Provided passage:
Regarding plaintiffs’ proposed methodology for calculating damages, defendant argues *763that: (1) plaintiffs’ theory assumes injury from noise exposure and calculates damages based on that assumption without any market evidence showing that a particular property’s value has actually diminished; (2) plaintiffs’ proposed damages calculation theory, which assumes a reliable linkage between an increase in noise exposure and a consistent, uniform decrease in property values, is speculative, unproven, and unsupported; (3) Dr. Nelson’s extrapolation of the decline in housing prices from statistical analysis of other markets is unreliable, misleading and lacks probative value; and (4) plaintiffs’ theory is inconsistent with the particularized evidence of damages that is required for a finding of a taking.

Both parties present opinions of numerous experts and rely upon extensive documentation in support of their respective positions. They also level substantial criticism at one another’s experts.

What you need to do:
**a)** According to the passage on damages methodology, whose extrapolation of the decline in housing prices does the defendant call unreliable?
**b)** Echo the passage on damages methodology word for word from "Regarding plaintiffs’ proposed" to "of a taking.".

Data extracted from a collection
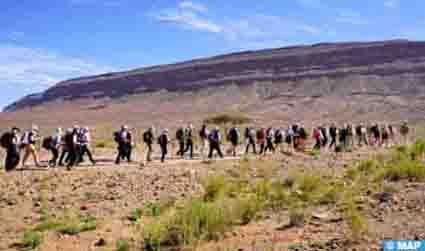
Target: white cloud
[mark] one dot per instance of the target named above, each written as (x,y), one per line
(245,32)
(15,36)
(188,19)
(392,4)
(189,5)
(351,17)
(188,14)
(316,4)
(105,3)
(37,69)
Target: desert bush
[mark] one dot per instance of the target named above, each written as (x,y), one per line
(74,227)
(215,186)
(122,245)
(31,240)
(297,217)
(356,220)
(228,118)
(135,215)
(105,143)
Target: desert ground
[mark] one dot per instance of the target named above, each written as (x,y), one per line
(297,201)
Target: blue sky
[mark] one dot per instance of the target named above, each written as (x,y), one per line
(43,42)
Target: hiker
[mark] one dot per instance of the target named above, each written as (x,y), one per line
(296,135)
(302,138)
(317,136)
(124,139)
(71,141)
(163,141)
(278,139)
(361,134)
(250,140)
(84,140)
(233,137)
(376,135)
(261,139)
(289,138)
(324,132)
(65,151)
(215,139)
(392,133)
(189,141)
(203,135)
(350,135)
(269,141)
(180,136)
(11,142)
(343,137)
(404,132)
(28,145)
(333,133)
(385,136)
(53,144)
(148,138)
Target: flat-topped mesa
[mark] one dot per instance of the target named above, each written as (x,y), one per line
(333,60)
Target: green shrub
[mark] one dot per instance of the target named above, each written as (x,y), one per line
(355,219)
(74,227)
(215,187)
(32,240)
(135,215)
(229,118)
(297,217)
(122,245)
(105,143)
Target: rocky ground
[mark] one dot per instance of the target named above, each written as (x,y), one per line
(111,194)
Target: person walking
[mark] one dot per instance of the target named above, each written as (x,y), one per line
(261,139)
(163,141)
(233,136)
(278,139)
(124,139)
(289,139)
(148,138)
(404,132)
(84,140)
(189,141)
(11,142)
(215,140)
(181,138)
(317,136)
(203,135)
(53,144)
(333,133)
(269,140)
(250,140)
(28,144)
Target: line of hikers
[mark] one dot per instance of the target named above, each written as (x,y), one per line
(75,142)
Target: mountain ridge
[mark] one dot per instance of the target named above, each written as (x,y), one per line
(285,64)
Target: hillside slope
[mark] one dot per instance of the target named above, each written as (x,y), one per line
(383,80)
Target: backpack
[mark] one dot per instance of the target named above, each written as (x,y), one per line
(359,130)
(404,129)
(162,139)
(147,137)
(117,137)
(47,143)
(203,133)
(214,136)
(179,134)
(6,139)
(234,134)
(260,134)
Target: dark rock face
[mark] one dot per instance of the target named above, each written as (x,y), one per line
(387,60)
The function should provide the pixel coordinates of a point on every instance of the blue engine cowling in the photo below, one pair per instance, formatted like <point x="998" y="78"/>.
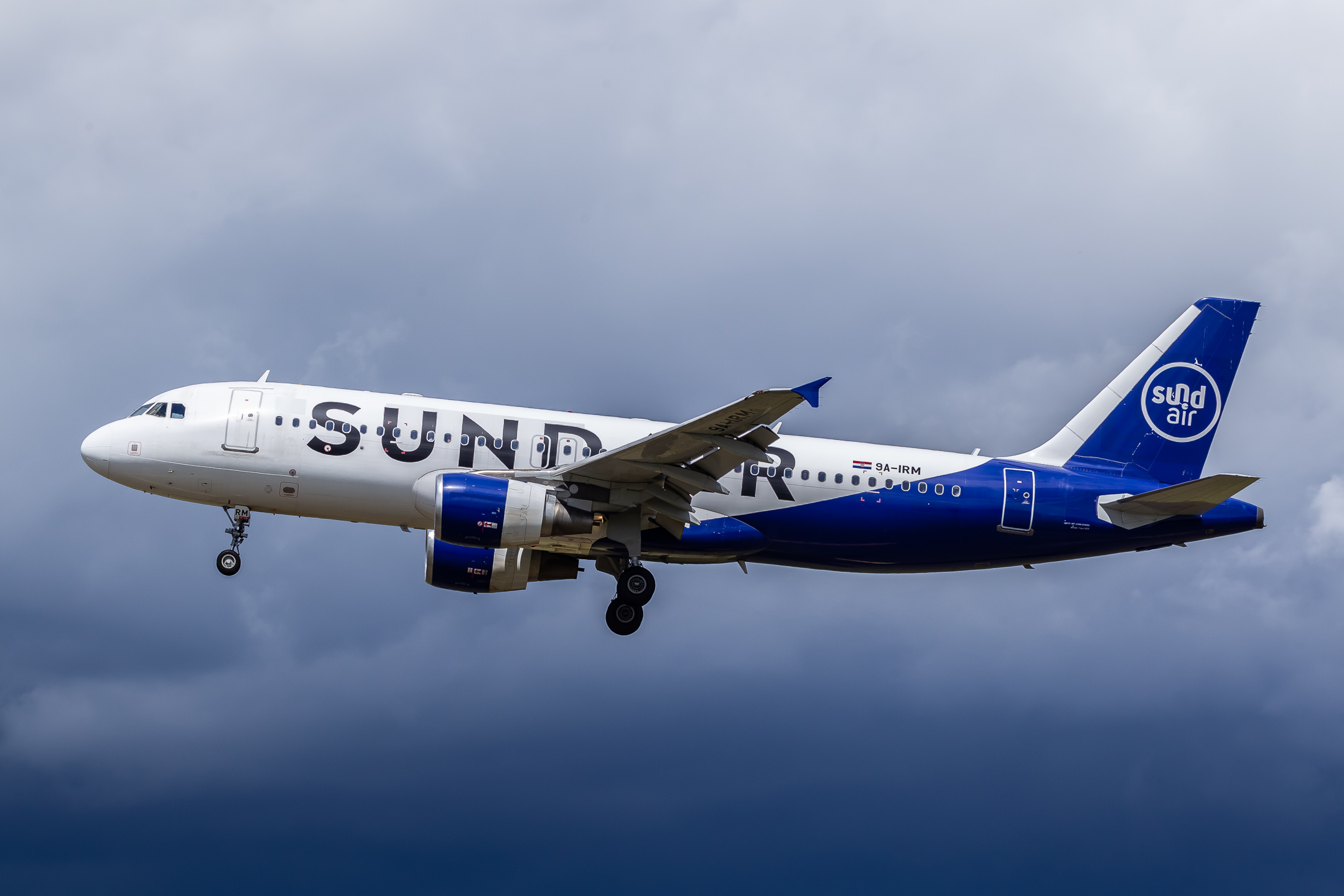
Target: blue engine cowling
<point x="476" y="570"/>
<point x="488" y="512"/>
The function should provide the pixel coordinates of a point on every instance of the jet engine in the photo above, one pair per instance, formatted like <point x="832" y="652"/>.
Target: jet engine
<point x="476" y="570"/>
<point x="480" y="511"/>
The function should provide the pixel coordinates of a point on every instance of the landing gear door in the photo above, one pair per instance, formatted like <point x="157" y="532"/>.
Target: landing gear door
<point x="541" y="445"/>
<point x="567" y="452"/>
<point x="1019" y="502"/>
<point x="244" y="417"/>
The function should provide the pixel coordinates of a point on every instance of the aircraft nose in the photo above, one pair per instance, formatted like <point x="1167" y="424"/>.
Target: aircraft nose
<point x="97" y="450"/>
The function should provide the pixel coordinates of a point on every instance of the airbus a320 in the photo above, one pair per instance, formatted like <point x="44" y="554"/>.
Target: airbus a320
<point x="510" y="496"/>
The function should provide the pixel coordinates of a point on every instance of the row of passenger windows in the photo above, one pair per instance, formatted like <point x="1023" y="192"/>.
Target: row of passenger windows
<point x="429" y="436"/>
<point x="854" y="480"/>
<point x="162" y="409"/>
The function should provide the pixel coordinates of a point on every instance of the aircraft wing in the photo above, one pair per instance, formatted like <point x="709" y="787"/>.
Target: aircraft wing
<point x="1195" y="497"/>
<point x="696" y="453"/>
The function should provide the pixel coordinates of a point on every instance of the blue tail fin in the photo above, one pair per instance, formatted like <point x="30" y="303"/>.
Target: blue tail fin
<point x="1159" y="417"/>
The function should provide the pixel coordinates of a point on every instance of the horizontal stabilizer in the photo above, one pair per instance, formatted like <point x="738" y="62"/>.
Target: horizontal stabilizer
<point x="1187" y="499"/>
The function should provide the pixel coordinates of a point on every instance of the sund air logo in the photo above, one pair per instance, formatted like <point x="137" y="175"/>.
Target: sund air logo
<point x="1182" y="402"/>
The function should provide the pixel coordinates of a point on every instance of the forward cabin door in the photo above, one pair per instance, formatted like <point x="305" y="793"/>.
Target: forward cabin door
<point x="1019" y="502"/>
<point x="244" y="417"/>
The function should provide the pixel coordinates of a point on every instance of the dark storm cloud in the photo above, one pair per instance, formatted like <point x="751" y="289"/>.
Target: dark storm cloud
<point x="972" y="217"/>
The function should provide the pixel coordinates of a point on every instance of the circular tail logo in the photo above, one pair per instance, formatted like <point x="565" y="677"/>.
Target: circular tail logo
<point x="1182" y="402"/>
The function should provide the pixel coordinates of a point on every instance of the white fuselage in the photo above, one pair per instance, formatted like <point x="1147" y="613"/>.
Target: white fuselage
<point x="274" y="468"/>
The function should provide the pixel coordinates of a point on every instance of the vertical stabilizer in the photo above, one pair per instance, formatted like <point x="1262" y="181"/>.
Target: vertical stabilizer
<point x="1160" y="416"/>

Outputs:
**a)** Dr. Nelson's.

**b)**
Regarding plaintiffs’ proposed methodology for calculating damages, defendant argues *763that: (1) plaintiffs’ theory assumes injury from noise exposure and calculates damages based on that assumption without any market evidence showing that a particular property’s value has actually diminished; (2) plaintiffs’ proposed damages calculation theory, which assumes a reliable linkage between an increase in noise exposure and a consistent, uniform decrease in property values, is speculative, unproven, and unsupported; (3) Dr. Nelson’s extrapolation of the decline in housing prices from statistical analysis of other markets is unreliable, misleading and lacks probative value; and (4) plaintiffs’ theory is inconsistent with the particularized evidence of damages that is required for a finding of a taking.